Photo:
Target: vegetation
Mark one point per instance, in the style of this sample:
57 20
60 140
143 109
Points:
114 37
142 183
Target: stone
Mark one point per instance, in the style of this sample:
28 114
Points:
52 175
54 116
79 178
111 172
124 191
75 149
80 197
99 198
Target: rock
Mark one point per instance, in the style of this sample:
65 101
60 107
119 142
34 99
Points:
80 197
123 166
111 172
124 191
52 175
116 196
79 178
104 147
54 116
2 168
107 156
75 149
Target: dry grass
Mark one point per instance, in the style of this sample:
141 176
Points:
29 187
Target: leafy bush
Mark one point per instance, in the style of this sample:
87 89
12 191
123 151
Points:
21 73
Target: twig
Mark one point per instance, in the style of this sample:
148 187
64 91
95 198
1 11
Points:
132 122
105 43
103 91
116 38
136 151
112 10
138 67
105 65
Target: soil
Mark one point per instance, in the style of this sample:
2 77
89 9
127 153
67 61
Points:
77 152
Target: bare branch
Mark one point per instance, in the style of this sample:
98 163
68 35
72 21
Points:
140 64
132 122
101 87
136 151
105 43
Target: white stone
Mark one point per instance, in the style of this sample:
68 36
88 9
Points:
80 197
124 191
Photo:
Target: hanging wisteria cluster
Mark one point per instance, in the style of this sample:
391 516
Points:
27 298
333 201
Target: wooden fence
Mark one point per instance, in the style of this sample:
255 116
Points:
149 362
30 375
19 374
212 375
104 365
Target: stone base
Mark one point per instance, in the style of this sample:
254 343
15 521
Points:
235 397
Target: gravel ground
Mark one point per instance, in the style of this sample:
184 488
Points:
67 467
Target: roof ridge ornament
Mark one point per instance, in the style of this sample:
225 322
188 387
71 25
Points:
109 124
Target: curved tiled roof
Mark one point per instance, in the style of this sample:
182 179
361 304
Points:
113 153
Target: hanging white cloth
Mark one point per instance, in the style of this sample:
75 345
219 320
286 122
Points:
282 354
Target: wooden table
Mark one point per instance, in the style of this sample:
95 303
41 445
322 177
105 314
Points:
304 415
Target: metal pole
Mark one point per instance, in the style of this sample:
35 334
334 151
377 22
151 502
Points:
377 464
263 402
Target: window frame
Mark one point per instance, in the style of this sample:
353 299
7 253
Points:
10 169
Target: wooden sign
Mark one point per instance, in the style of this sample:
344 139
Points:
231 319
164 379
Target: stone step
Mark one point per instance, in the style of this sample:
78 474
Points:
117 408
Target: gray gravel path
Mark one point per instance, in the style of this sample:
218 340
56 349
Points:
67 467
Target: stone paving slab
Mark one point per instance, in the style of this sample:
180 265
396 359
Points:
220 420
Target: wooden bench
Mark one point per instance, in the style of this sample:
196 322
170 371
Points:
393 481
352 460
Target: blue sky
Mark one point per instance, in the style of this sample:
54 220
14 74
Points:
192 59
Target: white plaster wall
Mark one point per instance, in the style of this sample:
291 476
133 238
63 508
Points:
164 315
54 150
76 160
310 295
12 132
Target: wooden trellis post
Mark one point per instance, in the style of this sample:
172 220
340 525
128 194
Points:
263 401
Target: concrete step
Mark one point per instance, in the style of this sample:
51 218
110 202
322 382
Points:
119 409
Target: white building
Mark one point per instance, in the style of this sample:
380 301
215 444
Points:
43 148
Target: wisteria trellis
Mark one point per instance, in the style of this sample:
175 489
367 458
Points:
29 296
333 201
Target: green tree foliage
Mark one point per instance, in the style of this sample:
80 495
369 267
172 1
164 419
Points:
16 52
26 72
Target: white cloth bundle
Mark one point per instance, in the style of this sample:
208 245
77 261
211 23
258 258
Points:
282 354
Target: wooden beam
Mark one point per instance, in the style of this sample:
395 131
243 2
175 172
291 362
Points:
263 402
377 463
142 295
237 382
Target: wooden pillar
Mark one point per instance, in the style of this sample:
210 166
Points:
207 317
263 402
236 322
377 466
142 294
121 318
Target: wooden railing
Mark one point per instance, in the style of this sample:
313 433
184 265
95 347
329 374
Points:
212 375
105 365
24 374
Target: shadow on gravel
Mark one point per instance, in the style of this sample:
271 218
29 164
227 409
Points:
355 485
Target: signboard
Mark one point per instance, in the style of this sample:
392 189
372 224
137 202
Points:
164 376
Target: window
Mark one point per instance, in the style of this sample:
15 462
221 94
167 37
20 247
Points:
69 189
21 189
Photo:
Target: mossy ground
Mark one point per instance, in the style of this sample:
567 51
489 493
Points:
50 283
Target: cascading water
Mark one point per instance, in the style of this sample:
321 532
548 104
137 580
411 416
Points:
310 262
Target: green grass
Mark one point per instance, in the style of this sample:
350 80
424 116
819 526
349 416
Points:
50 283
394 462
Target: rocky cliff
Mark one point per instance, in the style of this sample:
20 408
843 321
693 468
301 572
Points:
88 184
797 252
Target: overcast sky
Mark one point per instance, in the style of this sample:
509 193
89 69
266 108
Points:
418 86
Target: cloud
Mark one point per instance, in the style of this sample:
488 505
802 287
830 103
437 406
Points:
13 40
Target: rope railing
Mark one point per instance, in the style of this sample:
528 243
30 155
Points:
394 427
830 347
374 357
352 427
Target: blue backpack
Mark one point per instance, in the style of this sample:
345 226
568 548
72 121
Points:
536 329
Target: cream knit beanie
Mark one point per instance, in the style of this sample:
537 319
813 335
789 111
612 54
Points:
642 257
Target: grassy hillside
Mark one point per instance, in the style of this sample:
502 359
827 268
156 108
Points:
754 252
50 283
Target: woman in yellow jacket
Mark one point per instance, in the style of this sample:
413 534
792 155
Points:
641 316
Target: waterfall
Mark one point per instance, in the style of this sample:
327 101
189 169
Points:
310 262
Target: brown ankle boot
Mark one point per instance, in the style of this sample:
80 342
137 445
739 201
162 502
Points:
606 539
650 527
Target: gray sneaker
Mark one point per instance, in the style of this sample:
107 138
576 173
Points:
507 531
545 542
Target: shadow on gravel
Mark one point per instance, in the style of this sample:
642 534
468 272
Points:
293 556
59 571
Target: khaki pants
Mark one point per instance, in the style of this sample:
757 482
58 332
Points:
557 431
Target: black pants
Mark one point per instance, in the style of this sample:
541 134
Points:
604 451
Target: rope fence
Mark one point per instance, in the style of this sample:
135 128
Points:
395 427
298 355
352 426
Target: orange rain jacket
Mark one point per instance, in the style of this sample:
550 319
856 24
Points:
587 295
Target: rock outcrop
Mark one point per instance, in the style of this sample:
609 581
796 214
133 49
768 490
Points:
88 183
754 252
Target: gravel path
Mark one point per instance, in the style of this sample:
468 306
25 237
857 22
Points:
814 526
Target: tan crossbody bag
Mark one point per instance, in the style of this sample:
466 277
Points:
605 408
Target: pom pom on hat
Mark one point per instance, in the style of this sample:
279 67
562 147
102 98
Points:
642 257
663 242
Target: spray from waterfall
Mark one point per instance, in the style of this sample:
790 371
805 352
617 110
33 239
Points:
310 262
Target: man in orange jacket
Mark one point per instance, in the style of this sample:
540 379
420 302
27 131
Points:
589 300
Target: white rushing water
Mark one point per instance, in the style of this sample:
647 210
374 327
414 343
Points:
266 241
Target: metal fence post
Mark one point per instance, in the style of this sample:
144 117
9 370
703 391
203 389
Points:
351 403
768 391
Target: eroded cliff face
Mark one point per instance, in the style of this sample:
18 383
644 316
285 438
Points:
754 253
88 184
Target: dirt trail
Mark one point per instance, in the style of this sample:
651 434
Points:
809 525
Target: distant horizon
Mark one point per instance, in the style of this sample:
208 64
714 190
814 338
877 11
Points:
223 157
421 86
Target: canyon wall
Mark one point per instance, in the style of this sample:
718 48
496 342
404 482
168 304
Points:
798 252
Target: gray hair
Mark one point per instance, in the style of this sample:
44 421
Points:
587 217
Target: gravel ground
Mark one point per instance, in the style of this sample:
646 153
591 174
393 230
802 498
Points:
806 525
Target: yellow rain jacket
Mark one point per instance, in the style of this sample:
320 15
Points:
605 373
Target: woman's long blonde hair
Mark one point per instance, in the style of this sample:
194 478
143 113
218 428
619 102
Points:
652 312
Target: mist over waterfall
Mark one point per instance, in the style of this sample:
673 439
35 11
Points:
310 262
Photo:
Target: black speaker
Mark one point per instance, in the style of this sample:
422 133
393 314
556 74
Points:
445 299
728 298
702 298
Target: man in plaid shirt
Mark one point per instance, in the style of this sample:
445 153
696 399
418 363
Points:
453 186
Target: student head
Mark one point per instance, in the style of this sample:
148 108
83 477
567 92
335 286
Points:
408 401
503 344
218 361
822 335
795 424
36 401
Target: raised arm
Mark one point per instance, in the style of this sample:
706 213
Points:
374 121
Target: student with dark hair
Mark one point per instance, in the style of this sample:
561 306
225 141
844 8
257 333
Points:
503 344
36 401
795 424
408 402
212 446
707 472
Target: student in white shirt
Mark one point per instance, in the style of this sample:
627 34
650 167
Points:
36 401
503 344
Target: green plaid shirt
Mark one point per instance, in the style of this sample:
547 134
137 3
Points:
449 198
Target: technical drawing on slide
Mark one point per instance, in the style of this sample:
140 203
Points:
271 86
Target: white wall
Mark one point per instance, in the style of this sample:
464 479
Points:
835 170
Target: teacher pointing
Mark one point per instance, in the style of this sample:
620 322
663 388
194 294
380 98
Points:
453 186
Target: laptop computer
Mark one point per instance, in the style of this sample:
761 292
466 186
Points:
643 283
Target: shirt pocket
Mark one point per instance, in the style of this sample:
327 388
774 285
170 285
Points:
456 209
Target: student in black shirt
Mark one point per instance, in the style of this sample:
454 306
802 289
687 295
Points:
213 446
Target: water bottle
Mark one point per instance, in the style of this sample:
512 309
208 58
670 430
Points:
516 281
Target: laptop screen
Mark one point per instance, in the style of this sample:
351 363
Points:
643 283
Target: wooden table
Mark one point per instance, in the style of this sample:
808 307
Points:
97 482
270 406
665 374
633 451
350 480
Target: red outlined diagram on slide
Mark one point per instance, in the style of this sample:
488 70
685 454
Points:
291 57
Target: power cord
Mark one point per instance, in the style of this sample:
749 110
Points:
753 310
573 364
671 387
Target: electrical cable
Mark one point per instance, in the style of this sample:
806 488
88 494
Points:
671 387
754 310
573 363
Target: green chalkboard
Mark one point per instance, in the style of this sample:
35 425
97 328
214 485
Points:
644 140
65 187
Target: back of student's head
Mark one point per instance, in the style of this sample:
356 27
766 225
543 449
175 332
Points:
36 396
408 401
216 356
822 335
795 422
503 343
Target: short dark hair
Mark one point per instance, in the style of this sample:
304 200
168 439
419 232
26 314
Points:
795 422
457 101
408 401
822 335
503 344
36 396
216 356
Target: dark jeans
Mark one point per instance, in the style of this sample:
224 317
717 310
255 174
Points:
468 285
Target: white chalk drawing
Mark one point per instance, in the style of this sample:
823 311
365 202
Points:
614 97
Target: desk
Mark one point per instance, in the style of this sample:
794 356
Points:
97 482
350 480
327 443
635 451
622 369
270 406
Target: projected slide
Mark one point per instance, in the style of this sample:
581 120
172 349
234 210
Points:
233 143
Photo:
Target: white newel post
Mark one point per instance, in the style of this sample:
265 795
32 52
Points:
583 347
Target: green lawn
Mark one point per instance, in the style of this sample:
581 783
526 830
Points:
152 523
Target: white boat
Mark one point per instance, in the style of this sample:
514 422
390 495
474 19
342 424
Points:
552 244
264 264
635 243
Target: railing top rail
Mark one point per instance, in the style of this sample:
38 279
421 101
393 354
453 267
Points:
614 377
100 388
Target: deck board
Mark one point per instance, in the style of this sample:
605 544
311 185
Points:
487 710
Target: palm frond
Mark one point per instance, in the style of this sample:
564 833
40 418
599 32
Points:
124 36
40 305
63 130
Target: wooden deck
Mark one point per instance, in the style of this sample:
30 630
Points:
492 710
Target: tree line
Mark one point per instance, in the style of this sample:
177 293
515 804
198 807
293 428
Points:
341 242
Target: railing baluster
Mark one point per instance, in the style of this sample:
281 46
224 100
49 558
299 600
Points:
════
## Work instructions
Copy out, unchanged, the part of the listing that opens with the line containing "Target: railing baluster" and runs through the end of the listing, including both ends.

## Task output
Target: railing baluster
Mark one point per instance, in the style of this sample:
281 46
224 100
49 558
299 600
Points:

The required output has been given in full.